BEGIN Records for processing

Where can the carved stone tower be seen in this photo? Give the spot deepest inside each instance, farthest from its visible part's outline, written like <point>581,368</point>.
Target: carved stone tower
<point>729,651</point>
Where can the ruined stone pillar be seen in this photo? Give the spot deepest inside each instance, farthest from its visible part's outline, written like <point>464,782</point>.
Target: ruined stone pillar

END Records for processing

Give the number of lines in the records above in which the word "pillar" appears. Include no other text.

2